原文:
猫と一緒に寝ている飼い主さんもいますが、猫アレルギーの飼い主さんは猫を寝室に入れて一緒に寝るべきではありません。
寝ている間の無防備な状態では、きちんとしたアレルギー対策をすることもできないため、猫アレルギーの方にとってはとても危険です。
寝室に限らず、家族の中に猫アレルギーの方がいる場合には、猫が立ち入れない部屋を作る、もしくは猫の過ごす部屋を限定するなどしておきましょう。
また、部屋に入る前には、猫がいない部屋用の衣服に着替えて入室するようにしてください。
猫が立ち入れない部屋を作ることで、症状が出たときの避難場所にもなるので、寝室には猫を入れるのは避けましょう。
手洗いうがい
猫に触れたり、猫のいる部屋で過ごしたりした場合には、必ず手洗いうがいをするように心がけましょう。
そのまま顔や体に触れてしまうと、赤くなり、かゆくなってしまうことがあるので、しっかりと石鹸で手を洗ってください。
また、口や鼻からアレルゲンを吸い込んでしまっている可能性もあるため、うがいも欠かさずおこなってください。
前述した猫が立ち入れない部屋に入る際にも、アレルゲンを持ち込まないよう、きちんと手洗いやうがいをして入るようにしてください。
猫アレルギーの人が猫を飼う時の注意点
猫アレルギーかもしれないと思っているけれども猫が飼いたい方や、すでに猫アレルギーの方で猫を飼おうとお考えの場合に、どのような点に注意すればよいのか解説いたします。
事前に検査を受けておく
自身が本当に猫アレルギーなのか知っておきたい方や、猫と触れ合ってアレルギーのような症状が出た方は猫を飼い始める前に検査を受けることをおすすめします。
自分が陽性か陰性かをはっきりとさせておくことで、検査結果によっては猫を飼うことをあきらめなくてはならない可能性もあるので、アレルギー検査は猫を飼い始める前におこなってください。
猫アレルギーの検査には血液検査と生体検査があります。
それぞれの特徴を解説します。
血液検査
猫アレルギーの血液検査は、少量の血液を採取するだけで、アレルギーの有無を調べることができます。

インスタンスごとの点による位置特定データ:
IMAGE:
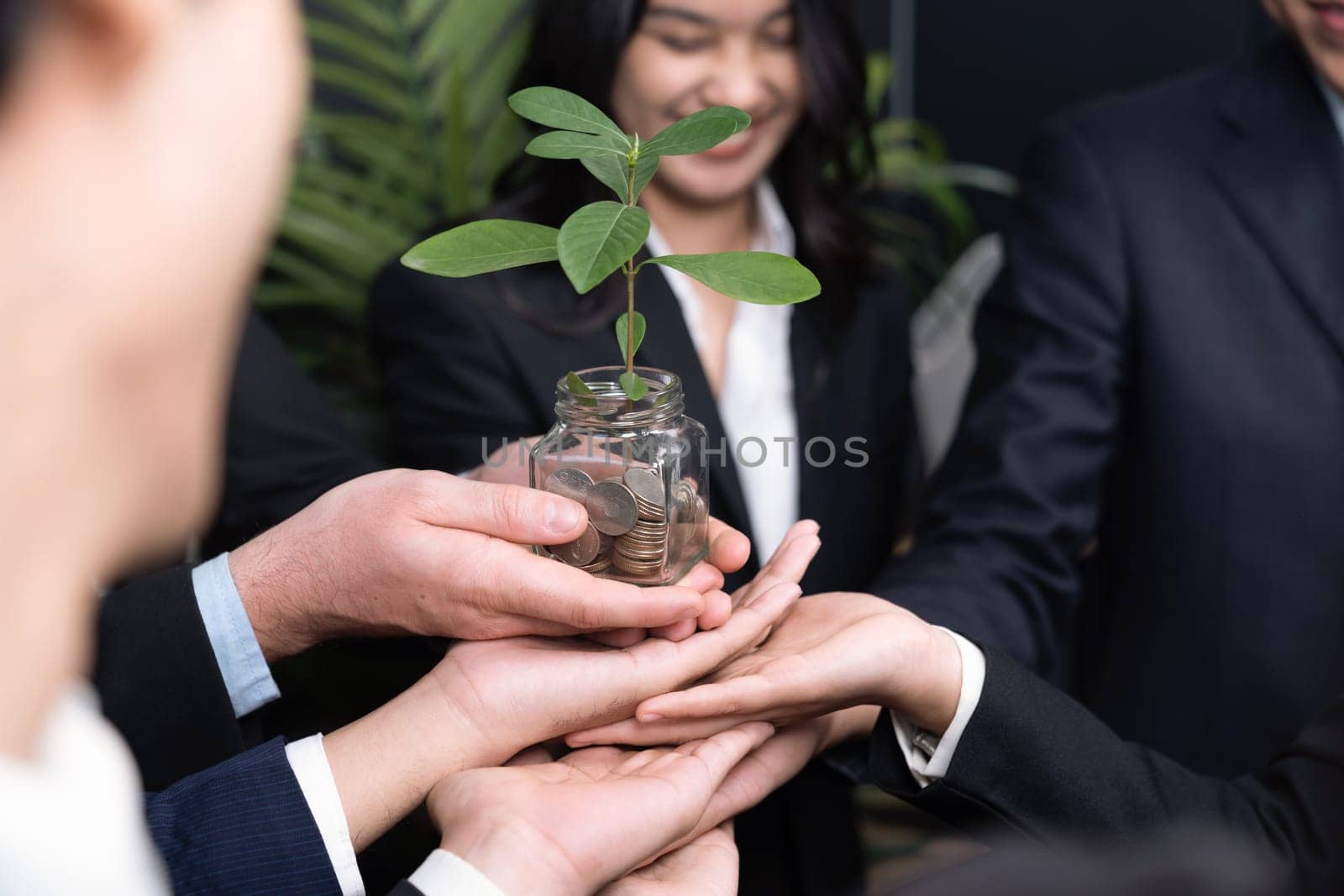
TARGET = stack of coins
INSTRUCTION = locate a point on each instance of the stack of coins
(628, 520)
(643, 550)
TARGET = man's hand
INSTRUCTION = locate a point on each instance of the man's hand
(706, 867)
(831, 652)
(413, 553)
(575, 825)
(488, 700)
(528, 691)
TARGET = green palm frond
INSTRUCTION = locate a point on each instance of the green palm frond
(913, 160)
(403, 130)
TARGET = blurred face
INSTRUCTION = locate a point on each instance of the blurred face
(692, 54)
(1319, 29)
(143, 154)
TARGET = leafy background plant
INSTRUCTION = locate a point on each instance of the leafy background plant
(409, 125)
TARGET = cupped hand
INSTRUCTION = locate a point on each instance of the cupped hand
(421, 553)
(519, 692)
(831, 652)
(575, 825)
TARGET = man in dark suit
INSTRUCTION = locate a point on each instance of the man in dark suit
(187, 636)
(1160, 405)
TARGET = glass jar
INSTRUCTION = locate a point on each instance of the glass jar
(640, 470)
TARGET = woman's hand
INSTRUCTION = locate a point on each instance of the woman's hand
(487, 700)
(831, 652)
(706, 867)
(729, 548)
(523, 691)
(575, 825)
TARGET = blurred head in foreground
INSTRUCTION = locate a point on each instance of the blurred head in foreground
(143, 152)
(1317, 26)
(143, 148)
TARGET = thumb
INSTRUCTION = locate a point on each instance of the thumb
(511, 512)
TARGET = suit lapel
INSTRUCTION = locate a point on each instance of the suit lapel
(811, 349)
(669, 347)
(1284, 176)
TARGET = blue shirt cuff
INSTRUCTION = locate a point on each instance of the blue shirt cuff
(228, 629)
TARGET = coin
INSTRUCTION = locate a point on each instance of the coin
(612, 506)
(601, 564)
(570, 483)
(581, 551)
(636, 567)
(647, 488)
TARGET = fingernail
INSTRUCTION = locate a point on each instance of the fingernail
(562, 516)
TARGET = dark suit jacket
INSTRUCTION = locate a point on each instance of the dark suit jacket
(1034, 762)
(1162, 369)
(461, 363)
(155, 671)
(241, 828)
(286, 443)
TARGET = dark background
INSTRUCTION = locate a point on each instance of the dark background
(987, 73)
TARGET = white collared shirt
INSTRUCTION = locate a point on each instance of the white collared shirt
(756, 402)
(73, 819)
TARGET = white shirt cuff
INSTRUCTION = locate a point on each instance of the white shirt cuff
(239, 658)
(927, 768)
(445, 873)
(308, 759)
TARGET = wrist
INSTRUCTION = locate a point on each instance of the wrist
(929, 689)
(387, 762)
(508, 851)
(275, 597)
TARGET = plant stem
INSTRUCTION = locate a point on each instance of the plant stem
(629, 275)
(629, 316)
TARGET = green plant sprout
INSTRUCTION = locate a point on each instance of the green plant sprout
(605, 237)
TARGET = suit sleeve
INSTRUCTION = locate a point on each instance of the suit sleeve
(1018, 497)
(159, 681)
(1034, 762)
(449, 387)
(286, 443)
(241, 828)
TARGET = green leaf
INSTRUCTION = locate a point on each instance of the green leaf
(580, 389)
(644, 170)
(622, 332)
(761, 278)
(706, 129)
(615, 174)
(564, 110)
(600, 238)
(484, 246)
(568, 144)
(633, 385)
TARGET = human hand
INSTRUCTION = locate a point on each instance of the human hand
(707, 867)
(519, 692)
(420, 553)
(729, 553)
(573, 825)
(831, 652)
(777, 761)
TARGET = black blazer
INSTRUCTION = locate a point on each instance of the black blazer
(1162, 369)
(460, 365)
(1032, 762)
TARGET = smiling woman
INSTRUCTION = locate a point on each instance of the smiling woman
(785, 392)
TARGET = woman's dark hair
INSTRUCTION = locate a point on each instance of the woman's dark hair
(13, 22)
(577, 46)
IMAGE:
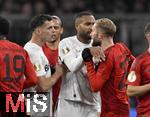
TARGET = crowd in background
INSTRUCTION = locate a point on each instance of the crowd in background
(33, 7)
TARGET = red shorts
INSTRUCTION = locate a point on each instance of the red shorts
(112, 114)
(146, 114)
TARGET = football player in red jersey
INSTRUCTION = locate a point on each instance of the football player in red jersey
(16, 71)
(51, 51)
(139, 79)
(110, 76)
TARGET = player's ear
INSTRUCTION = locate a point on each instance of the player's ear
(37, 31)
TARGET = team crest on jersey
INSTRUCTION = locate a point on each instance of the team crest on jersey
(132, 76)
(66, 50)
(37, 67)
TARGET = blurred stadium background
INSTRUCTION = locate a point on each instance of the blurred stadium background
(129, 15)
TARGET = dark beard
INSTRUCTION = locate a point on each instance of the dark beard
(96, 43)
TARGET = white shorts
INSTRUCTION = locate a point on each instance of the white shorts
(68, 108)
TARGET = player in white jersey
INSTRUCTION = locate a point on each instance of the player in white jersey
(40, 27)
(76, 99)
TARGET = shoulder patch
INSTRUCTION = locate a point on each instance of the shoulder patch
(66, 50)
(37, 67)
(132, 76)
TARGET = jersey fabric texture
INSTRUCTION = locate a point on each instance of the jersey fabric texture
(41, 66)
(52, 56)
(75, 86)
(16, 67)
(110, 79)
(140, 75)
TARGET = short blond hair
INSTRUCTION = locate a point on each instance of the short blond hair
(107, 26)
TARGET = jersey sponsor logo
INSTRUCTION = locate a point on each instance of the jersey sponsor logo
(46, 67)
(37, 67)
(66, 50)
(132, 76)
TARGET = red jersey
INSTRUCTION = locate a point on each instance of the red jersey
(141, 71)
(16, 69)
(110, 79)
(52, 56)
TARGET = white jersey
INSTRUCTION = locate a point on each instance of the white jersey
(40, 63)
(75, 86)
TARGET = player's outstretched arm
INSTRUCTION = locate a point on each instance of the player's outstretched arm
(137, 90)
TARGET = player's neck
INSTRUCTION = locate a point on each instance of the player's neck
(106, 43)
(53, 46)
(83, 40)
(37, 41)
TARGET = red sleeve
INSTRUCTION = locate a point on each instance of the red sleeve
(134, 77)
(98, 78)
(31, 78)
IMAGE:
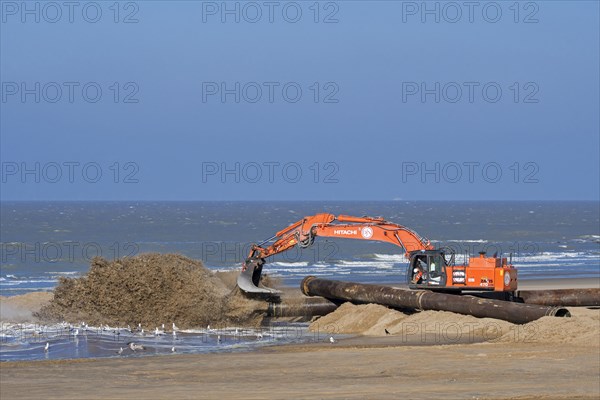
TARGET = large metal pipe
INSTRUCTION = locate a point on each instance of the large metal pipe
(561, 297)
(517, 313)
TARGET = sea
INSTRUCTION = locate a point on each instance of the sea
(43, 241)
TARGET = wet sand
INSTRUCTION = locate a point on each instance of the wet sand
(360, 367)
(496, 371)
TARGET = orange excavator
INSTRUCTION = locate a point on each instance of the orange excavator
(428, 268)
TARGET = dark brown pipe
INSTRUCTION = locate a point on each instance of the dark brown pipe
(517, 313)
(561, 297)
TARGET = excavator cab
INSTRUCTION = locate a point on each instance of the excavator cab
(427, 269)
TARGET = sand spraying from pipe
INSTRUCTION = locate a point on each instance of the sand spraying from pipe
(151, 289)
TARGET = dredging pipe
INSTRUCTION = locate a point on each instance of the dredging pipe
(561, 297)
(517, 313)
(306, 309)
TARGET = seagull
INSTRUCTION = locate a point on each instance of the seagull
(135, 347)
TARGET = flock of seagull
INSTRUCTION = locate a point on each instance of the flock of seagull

取り組む課題: 原文によると、猫アレルギーの検査にはどのような種類がありますか？ これらの行は今回の作業には関係しません。

あなたの解答: 血液検査と生体検査です。